-- Data to use follows --

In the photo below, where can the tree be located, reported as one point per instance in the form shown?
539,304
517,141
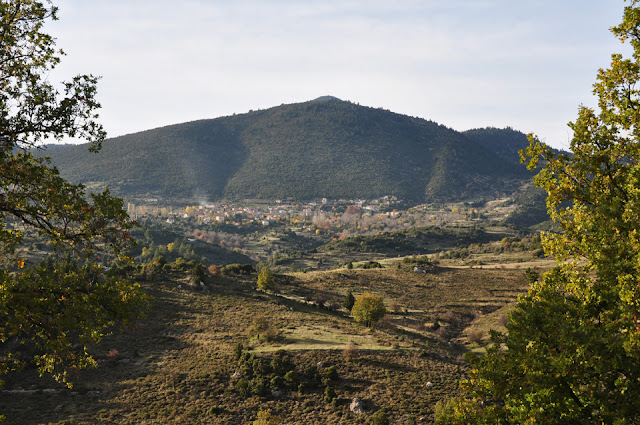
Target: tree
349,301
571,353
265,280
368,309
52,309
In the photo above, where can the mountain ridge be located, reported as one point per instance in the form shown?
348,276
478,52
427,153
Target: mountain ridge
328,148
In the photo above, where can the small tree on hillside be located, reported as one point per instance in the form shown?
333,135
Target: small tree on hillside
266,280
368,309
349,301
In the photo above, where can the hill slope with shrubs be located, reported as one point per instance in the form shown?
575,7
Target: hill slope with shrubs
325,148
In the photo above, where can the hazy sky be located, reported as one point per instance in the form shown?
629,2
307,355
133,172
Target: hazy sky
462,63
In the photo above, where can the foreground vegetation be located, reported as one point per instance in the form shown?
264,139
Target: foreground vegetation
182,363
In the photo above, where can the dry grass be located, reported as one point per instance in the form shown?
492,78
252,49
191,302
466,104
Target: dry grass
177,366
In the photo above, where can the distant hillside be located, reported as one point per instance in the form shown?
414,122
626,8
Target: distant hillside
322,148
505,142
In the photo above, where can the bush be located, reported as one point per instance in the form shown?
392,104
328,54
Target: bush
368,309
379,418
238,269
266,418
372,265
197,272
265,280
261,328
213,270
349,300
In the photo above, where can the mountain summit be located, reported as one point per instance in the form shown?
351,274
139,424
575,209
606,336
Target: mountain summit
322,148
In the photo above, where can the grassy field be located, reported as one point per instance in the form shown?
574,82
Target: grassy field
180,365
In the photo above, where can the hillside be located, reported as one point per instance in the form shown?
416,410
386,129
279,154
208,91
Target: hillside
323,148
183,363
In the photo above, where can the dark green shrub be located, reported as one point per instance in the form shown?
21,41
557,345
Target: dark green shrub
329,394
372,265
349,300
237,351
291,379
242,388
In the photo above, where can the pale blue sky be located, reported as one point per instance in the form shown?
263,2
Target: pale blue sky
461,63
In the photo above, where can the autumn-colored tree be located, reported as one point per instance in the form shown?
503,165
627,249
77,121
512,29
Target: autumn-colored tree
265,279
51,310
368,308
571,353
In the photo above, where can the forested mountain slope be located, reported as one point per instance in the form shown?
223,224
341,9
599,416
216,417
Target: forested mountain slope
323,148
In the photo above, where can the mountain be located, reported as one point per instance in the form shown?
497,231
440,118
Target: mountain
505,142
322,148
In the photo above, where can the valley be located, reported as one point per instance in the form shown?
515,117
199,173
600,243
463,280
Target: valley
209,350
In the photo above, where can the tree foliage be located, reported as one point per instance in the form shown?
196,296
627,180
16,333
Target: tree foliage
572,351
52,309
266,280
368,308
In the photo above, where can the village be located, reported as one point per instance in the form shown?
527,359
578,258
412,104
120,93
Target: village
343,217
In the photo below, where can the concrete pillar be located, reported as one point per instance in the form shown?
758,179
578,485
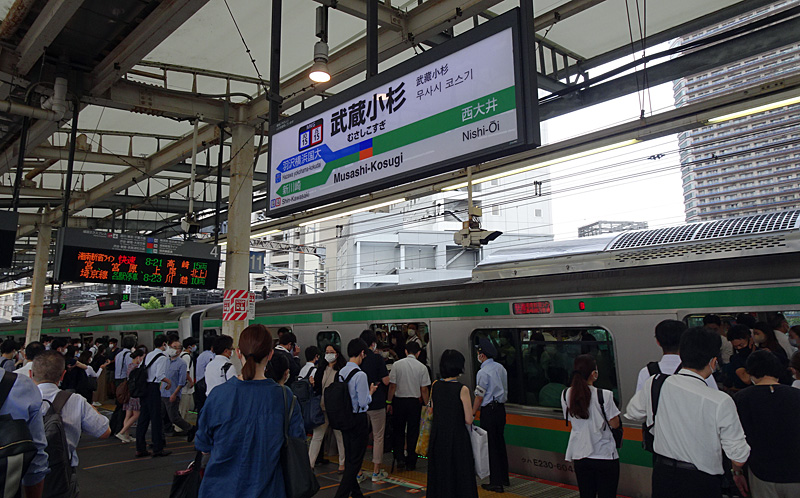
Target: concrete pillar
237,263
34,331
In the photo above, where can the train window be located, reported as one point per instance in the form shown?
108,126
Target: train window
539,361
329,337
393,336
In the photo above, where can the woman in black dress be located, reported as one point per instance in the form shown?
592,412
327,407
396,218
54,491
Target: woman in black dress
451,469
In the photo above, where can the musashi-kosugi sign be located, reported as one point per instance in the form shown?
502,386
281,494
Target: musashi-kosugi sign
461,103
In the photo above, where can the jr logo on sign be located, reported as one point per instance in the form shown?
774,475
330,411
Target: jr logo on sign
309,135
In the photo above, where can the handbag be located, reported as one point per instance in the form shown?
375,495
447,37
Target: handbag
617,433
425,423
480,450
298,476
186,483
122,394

-- Data to use concluded --

Task directions:
Scan the data above. Return every line with "below" in it.

Output of the task:
In the photo below, where can the tree be located, reported as one point per instance in the form shown?
In the photo below, where can the concrete pillar be located, reported as one point per instance in the form shown?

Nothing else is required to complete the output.